**** Text passage

The year is 1927 and the boy is not yet fifteen years of age, weighing in at a hundred and ten pounds after a solid meal.

The boy is worried, but does not show it. He is minutes away from his first fight, the virgin walk to ringside, the strange feeling that one is now the center of attention that this is no sparring session but the real thing, the first fight that one will never forget, regardless of outcome.

It has been a short ride. A few months before, wishing to learn self-defense, he signs up for boxing lessons at the gym in San Sebastian, his hometown in the Basque region of Spain, near the French border.

The gym is crowded with hungry fighters and little attention is paid to the boy, who trains himself, picking up knowledge from watching others, from imitating moves. After a few weeks of training and sparring with other green boys, a promoter offers him a fight and the boy agrees, eagerly wishing to prove himself.

The day before the bout the fourteen-year old boy learns that the match is a main event pro ten rounder against Martinez Segundo, a veteran of eighteen pro fights.

I'm being set up -the boy thinks- I'm expected to be another notch on Martinez' record, an easy knockout to pad his record. I have not even fought as an amateur and my first fight ever is going to be a ten-rounder. It's not fair, but I am not going to back down. I gave my word and I will do my best tonight.

********

**What to work on**
In the boxing passage, what town is the boy's hometown?

**** Data extracts

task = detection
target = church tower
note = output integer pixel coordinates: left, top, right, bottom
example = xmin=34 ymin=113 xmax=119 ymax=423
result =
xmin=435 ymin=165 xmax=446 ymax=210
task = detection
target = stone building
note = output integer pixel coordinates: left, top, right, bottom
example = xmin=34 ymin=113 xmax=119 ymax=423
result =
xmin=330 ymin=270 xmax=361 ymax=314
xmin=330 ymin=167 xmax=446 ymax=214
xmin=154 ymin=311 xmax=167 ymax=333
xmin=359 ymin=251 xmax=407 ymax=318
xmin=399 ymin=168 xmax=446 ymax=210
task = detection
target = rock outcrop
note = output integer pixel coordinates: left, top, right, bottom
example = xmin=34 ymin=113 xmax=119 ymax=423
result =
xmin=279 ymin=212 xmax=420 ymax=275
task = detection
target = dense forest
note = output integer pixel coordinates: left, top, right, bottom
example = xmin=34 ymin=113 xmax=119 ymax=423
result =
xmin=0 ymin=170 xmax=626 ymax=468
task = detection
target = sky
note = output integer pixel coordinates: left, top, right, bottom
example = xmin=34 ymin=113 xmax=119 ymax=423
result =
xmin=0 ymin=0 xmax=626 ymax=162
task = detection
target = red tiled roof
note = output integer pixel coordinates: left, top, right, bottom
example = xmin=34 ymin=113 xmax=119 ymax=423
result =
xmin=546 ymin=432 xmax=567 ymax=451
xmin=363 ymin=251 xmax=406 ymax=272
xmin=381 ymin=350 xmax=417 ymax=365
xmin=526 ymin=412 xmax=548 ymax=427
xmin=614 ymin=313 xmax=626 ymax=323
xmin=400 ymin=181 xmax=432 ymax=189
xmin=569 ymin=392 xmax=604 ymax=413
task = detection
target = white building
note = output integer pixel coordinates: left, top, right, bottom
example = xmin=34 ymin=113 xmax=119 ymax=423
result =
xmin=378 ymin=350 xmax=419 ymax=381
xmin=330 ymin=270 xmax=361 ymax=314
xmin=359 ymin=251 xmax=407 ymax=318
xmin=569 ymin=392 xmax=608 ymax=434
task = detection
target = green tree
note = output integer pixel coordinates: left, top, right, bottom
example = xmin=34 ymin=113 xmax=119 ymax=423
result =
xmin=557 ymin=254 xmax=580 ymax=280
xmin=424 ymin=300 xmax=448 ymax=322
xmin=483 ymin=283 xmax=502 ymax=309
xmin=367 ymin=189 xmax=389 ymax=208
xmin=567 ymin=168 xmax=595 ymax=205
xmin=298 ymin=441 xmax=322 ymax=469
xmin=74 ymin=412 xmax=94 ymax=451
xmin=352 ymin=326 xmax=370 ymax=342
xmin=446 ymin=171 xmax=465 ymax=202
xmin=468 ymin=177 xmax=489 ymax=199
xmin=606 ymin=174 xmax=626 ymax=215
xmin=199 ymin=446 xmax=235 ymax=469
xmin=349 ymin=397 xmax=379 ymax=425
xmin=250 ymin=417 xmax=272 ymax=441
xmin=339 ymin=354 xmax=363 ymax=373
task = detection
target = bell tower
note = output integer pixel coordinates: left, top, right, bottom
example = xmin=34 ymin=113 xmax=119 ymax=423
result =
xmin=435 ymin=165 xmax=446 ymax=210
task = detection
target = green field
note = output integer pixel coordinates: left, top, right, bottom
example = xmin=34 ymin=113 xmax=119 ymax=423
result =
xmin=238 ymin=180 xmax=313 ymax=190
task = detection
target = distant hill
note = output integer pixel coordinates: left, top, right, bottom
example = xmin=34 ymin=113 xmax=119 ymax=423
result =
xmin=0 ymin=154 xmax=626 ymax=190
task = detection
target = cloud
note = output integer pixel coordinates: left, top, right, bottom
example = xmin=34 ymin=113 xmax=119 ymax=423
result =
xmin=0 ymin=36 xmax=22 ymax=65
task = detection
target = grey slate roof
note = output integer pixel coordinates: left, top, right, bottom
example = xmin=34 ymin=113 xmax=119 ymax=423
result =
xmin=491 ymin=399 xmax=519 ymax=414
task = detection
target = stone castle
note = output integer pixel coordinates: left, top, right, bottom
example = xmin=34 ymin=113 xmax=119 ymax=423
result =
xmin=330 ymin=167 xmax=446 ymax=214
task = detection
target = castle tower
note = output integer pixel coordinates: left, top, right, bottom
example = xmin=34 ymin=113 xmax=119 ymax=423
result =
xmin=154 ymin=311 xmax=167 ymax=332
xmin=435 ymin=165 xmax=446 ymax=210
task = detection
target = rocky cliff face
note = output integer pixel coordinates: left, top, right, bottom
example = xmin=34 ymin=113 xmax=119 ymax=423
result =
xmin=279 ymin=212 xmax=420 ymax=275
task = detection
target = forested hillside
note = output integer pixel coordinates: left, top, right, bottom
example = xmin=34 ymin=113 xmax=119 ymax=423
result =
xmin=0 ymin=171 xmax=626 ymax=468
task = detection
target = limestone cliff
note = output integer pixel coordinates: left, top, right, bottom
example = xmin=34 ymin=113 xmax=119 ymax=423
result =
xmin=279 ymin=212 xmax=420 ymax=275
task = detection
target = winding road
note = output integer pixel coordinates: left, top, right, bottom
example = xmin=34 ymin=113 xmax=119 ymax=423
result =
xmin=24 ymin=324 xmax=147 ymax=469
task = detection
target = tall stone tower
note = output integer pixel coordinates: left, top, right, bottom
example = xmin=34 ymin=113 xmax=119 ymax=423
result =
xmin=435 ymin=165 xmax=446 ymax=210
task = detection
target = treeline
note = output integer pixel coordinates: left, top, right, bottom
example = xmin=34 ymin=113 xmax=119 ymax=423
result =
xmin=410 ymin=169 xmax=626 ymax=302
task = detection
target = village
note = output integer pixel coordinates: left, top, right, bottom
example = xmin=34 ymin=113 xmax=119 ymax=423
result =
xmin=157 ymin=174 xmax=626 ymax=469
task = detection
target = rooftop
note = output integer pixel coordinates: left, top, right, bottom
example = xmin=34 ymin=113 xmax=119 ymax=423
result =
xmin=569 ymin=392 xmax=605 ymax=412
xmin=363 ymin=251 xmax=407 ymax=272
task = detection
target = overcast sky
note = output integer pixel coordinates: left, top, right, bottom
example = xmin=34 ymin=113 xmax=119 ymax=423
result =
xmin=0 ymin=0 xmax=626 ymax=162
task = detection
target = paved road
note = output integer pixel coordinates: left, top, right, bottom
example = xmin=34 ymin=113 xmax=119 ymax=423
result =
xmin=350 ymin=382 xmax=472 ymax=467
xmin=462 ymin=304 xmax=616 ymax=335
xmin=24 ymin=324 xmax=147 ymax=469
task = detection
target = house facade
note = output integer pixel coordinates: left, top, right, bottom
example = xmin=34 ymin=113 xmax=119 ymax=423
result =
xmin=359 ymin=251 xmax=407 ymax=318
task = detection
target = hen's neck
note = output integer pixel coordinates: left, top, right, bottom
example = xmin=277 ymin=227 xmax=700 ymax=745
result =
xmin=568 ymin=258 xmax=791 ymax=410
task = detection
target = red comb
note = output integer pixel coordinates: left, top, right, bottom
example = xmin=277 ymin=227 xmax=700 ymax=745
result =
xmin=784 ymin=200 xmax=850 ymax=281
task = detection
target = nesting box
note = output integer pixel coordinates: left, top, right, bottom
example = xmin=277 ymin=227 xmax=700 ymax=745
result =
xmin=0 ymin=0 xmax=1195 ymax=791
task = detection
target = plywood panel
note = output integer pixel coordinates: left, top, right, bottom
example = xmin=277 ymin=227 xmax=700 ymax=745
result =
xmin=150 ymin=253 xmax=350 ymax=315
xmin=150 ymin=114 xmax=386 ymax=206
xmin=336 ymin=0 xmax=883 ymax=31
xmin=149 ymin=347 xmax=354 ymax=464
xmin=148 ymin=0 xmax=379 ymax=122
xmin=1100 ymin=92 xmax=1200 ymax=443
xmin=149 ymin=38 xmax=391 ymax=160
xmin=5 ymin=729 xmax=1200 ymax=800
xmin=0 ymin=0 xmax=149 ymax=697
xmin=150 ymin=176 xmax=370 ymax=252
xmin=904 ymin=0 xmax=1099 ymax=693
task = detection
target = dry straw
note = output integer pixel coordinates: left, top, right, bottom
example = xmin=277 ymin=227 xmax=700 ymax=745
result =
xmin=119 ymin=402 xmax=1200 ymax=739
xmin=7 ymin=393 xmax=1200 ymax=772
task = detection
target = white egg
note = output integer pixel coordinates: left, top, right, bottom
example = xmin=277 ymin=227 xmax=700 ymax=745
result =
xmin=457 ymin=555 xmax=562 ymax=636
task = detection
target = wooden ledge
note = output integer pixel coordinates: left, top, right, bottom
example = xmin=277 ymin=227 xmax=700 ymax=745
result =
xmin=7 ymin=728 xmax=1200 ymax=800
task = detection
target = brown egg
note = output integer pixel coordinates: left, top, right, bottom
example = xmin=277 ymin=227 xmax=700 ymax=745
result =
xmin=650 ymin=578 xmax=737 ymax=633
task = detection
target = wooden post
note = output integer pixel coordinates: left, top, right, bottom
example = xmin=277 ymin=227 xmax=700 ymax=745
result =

********

**Completed exercise**
San Sebastian, in the Basque region of Spain.